• **ACTIVITÉS**:
1. Répondez aux questions suivantes à partir de l'article sur le vaccin Spoutnik V :
(a) Dans quelle revue scientifique les bons résultats du vaccin ont-ils été publiés ?
(b) Quel laboratoire allemand la Russie a-t-elle contacté pour évoquer la production du vaccin ?
(c) Dans quel État régional allemand ce laboratoire est-il basé ?
2. Recopiez, s'il vous plaît, le passage de l'article sur le vaccin Spoutnik V qui va de « La publication de » jusqu'à « est accusé Moscou. » inclus.
3. Rédigez la suite de l'article sur le vaccin Spoutnik V, à partir de sa dernière phrase.

• **TEXTE À LIRE**:
BERLIN: l'Allemagne émerge comme principal avocat pour faire venir en Europe le vaccin russe anti-Covid, jusqu'à évoquer une production commune et de l'aide administrative, au moment où elle est critiquée avec l'UE pour sa gestion de la pandémie.
La publication de bons résultats dans la revue scientifique réputée The Lancet ouvre du coup un nouveau volet dans la relation complexe entre l'UE et la Russie: la coopération autour de Spoutnik V, au moment même où des sanctions européennes sont en parallèle à l'étude dans l'affaire Navalny.
«Au-delà de toutes les différences politiques qui sont actuellement importantes, nous pouvons néanmoins travailler ensemble dans le cadre d'une pandémie, dans un domaine humanitaire», résumait la chancelière Angela Merkel fin janvier, elle qui s'escrime depuis des années à maintenir envers et contre tout le fil du dialogue avec Vladimir Poutine, malgré l'annexion de la Crimée et même l'espionnage du Parlement allemand dont est accusé Moscou.
Laboratoire allemand
Son ministère allemand de la Santé a annoncé mercredi que la Russie avait d'ores et déjà contacté un laboratoire allemand, IDT Biologika, pour évoquer la production de Spoutnik V.
Dans ce but, l'institut russe Gamaleya, qui développe le produit, ainsi que le fonds russe RDIF «sont intéressés par une coopération pour une possible production et ont contacté IDT Biologika», basé dans l'Etat régional allemand de Saxe-Anhalt, a expliqué une porte-parole du ministère allemand, sans donner de détails sur ces «discussions confidentielles».
Le laboratoire IDT, spécialisé dans la production sur contrat de vaccins, avait mis début janvier en pause le développement d'un vaccin propre après des données moins bonnes qu'espérées sur la réponse immunitaire après une première étude.

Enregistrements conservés

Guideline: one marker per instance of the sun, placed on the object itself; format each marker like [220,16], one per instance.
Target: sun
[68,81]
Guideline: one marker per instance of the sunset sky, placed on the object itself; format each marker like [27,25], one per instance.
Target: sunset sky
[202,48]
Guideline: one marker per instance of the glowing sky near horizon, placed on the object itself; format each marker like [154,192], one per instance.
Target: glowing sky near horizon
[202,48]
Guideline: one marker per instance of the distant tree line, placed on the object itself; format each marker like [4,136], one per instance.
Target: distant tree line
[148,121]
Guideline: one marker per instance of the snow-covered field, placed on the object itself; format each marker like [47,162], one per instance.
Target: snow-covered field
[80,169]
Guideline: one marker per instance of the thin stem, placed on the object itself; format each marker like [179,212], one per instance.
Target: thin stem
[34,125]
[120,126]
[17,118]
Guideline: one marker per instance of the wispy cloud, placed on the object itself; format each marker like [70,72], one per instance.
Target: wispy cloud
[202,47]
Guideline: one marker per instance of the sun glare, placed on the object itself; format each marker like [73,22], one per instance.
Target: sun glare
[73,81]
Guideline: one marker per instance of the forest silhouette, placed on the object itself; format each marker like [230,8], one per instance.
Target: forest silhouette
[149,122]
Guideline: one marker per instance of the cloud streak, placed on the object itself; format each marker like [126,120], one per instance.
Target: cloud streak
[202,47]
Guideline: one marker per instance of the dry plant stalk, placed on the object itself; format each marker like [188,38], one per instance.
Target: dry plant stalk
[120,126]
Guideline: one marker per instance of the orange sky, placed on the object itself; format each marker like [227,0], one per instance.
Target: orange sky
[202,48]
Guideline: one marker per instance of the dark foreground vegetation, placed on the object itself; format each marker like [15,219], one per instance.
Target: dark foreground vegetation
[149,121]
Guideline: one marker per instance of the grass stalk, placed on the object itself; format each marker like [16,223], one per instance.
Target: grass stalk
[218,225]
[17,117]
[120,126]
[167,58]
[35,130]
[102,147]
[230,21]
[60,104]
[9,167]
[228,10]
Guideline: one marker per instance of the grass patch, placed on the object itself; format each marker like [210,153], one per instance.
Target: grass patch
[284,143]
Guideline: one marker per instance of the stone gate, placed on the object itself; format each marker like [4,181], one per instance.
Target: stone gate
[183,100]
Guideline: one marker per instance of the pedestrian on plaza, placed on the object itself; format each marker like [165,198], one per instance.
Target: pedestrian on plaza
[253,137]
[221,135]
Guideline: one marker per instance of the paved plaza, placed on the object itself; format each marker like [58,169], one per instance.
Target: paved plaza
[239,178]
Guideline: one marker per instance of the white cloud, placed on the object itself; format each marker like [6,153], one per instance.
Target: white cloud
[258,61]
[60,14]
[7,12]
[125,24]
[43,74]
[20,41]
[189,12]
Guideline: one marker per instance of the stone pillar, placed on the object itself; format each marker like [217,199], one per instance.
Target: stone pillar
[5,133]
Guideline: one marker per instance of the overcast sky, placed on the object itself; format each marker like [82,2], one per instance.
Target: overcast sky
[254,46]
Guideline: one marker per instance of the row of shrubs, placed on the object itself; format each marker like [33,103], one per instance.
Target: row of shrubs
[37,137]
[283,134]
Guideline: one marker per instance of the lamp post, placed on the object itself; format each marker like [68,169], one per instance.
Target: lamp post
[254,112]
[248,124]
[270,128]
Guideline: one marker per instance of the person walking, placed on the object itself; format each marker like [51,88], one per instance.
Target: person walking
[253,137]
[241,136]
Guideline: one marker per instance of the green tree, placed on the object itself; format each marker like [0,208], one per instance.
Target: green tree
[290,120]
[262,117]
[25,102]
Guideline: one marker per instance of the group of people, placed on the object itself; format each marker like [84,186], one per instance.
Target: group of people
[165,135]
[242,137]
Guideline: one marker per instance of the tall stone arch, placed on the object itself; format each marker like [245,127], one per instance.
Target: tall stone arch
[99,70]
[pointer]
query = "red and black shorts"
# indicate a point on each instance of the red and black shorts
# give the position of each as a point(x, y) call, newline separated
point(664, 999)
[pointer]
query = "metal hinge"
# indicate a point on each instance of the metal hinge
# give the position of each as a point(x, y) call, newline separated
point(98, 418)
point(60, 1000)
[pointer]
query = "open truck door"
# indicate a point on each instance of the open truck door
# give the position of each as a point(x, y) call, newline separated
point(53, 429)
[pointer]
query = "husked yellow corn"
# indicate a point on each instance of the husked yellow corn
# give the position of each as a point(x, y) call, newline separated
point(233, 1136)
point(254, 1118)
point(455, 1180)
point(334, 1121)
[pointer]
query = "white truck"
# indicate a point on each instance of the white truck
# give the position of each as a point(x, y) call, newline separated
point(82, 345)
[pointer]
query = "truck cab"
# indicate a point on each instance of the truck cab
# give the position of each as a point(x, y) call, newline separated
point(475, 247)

• **RÉPONSES PAR ACTIVITÉ**:
1.
(a) The Lancet
(b) IDT Biologika
(c) La Saxe-Anhalt

2.
La publication de bons résultats dans la revue scientifique réputée The Lancet ouvre du coup un nouveau volet dans la relation complexe entre l'UE et la Russie: la coopération autour de Spoutnik V, au moment même où des sanctions européennes sont en parallèle à l'étude dans l'affaire Navalny.
«Au-delà de toutes les différences politiques qui sont actuellement importantes, nous pouvons néanmoins travailler ensemble dans le cadre d'une pandémie, dans un domaine humanitaire», résumait la chancelière Angela Merkel fin janvier, elle qui s'escrime depuis des années à maintenir envers et contre tout le fil du dialogue avec Vladimir Poutine, malgré l'annexion de la Crimée et même l'espionnage du Parlement allemand dont est accusé Moscou.

3.
Il compte 1 400 salariés pour un chiffre d'affaires en 2019 de 220 millions d'euros, selon ses propres données.
Angela Merkel avait déjà auparavant proposé que l'agence allemande des médicaments «soutienne la Russie» dans sa demande auprès de l'organisme européen compétent, l'EMA.
Et elle avait révélé mardi avoir «parlé précisément de ce point avec le président russe», affirmant que les vaccins russe et chinois étaient les «bienvenus» dès lors qu'ils seront autorisés en Europe.
Le vaccin Spoutnik V, initialement accueilli avec scepticisme par la communauté scientifique internationale, est efficace à 91,6% contre les formes symptomatiques du Covid-19, selon les résultats du Lancet validés par des experts indépendants.
Moscou pourrait désormais être dépassée par la demande.
Pour le moment, outre la Russie, le Kazakhstan, l'Inde, la Corée du Sud et le Brésil produisent le Spoutnik V. Le Kremlin vise désormais à produire «dans un avenir très proche» la vaccin dans d'autres pays étrangers, selon un porte-parole.
coopération 'critique'
Le ministre allemand de la Santé, Jens Spahn, a, lui, indiqué mercredi que l'Allemagne servait par ailleurs «d'intermédiaire» pour la demande russe d'étudier des options de production en Allemagne et en Europe.
Estimant une coopération «constructive et critique», il estime possible une homologation par l'EMA après des résultats «encourageants» des essais cliniques.
L'Allemagne se retrouve en conséquence à faire le grand écart politique dans ses relations avec Moscou: besoin du vaccin russe, soutien au projet controversé de gazoduc Nord Stream II en dépit des pressions américaines et de l'opposition française, et de l'autre tensions après l'emprisonnement de l'opposant Alexeï Navalny.
Sur ce dernier dossier, Berlin a indiqué que de nouvelles sanctions ne sont «pas exclues». Plusieurs responsables politiquent allemands affirment dans le même temps qu'elles ne serviraient à rien.
Berlin réclame la libération de M. Navalny et condamne la répression des manifestations mais considère Nord Stream comme «un dossier économique» dans lequel le gouvernement «a toujours refusé de s'immiscer», a réitéré lundi un porte-parole de Mme Merkel.
Le projet de gazoduc entre la Russie et l'Allemagne est considéré par beaucoup comme stratégique, même si cette position devient plus en plus embarrassante pour Berlin, à mesure que se raidit le régime russe.